» **Work order A**
From the discussion of investing instincts, list each source the text names for what your senses might have picked up without your rational mind processing it.
» **Work order B**
Answer these questions using the discussion of investing instincts, one line each:
(i) Besides an investor, what role does the text say you develop instincts in over time?
(ii) According to the text, the little warning sign probably comes from what?
(iii) Whom does the text credit with having said it very well?
» **Work order C**
Please write out the passage of the discussion of investing instincts, starting at "If they knew" and ending at "the success recipe?".

» **Selected excerpt**

------------------------

If they knew who we were, we were just like two really young, dumb inexperienced kids. We’re going to leave with this baby. They’re going to let us leave the hospital with that kid. Over time, you develop instincts as a parent. You develop instincts as an investor. Phil, has that been your experience because you’re the most experienced? Not the oldest, I’m not saying that, but the most various person on this call when it comes to investing. How much is instincts a part of the success recipe?
If what we mean by instincts in investing is that specific feeling lever, let’s crank it. I’ve got this one or there’s something to be concerned about. I don’t know what it is. I don’t have any rational backing for that, but I I’m feeling that feeling. It’s over critical. You need to be in touch with that part of you that tells you to pay attention here, either in a good way or bad way and dig deep at that point. This little warning sign that probably comes from millions of years of evolution says your senses are picking things up that your rational mind hasn’t been processed yet or isn’t able to process because it’s just data that’s out there.
Your senses are picking it up in some capacity. You’ve read something somewhere in terms of investing. You’ve seen something on TV. Some book you read, some person talked to you. It’s not in a structured way. It isn’t about whole foods, that conversation. It was about something else. It’s ringing a bell and that bell needs your attention. Danielle said it very well, you look at that and dig deeper because something’s asking for attention right there.
This is one of those questions that in any area of our life, whether it’s you’re investing, whether it’s parenting, whether it’s your business, any area, how am I feeling in my body is a magnificent question to get present? There’s so much at least, I can just talk from my own experience, making better decisions ultimately when we talk about investing, successful investing, just like we’re talking about. Any other outcome in our lives, any other result in our lives, we’re talking about being able to make quality decisions in a given moment under whatever kind circumstances and other times under really extreme circumstances of stress and the rest. That ability to make spontaneous right decisions has a lot to do with trusting ourselves.

------------------------

Point-per-instance localization data
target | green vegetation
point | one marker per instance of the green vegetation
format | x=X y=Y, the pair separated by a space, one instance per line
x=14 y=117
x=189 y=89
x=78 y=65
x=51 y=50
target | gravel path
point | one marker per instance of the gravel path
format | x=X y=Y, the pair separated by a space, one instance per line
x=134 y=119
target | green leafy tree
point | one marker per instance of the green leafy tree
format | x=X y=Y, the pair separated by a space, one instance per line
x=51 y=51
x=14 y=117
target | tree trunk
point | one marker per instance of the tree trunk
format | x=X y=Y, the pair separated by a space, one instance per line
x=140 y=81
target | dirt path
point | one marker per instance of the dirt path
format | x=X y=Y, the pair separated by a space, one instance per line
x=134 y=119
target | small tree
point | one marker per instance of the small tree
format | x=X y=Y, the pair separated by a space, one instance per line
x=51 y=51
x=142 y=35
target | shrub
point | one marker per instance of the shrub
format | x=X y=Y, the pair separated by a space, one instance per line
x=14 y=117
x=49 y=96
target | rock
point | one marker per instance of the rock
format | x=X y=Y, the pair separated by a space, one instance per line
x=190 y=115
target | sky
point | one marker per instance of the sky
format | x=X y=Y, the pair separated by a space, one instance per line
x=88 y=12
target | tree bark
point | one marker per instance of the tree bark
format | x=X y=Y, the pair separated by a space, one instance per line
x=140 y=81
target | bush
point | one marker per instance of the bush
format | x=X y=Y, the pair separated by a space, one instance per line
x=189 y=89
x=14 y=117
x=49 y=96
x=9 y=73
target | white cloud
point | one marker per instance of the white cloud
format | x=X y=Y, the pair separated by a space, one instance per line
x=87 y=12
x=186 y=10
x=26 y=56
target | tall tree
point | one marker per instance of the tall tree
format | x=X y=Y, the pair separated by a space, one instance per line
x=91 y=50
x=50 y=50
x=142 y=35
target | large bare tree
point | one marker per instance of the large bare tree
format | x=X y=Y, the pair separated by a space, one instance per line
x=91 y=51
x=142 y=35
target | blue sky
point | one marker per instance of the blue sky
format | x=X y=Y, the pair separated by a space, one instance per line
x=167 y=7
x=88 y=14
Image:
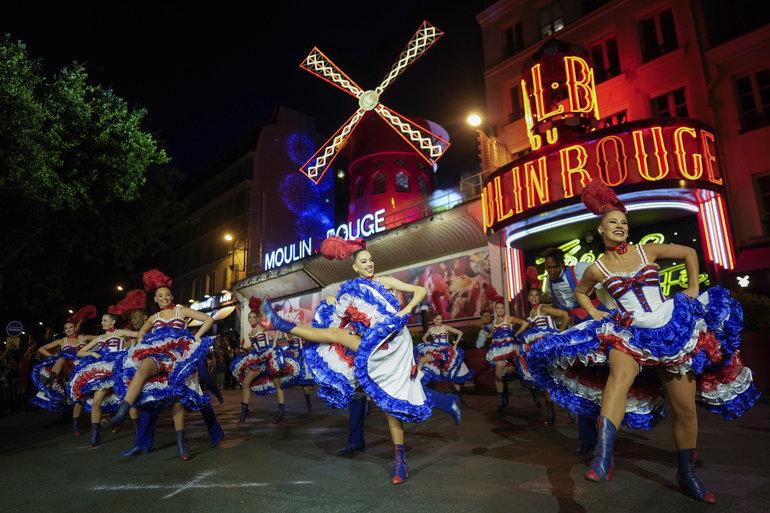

------------------------

» **Answer space A**
- Something you read somewhere
- Something you saw on TV
- A book you read
- A person who talked to you

» **Answer space B**
(i) A parent
(ii) Millions of years of evolution
(iii) Danielle

» **Answer space C**
If they knew who we were, we were just like two really young, dumb inexperienced kids. We’re going to leave with this baby. They’re going to let us leave the hospital with that kid. Over time, you develop instincts as a parent. You develop instincts as an investor. Phil, has that been your experience because you’re the most experienced? Not the oldest, I’m not saying that, but the most various person on this call when it comes to investing. How much is instincts a part of the success recipe?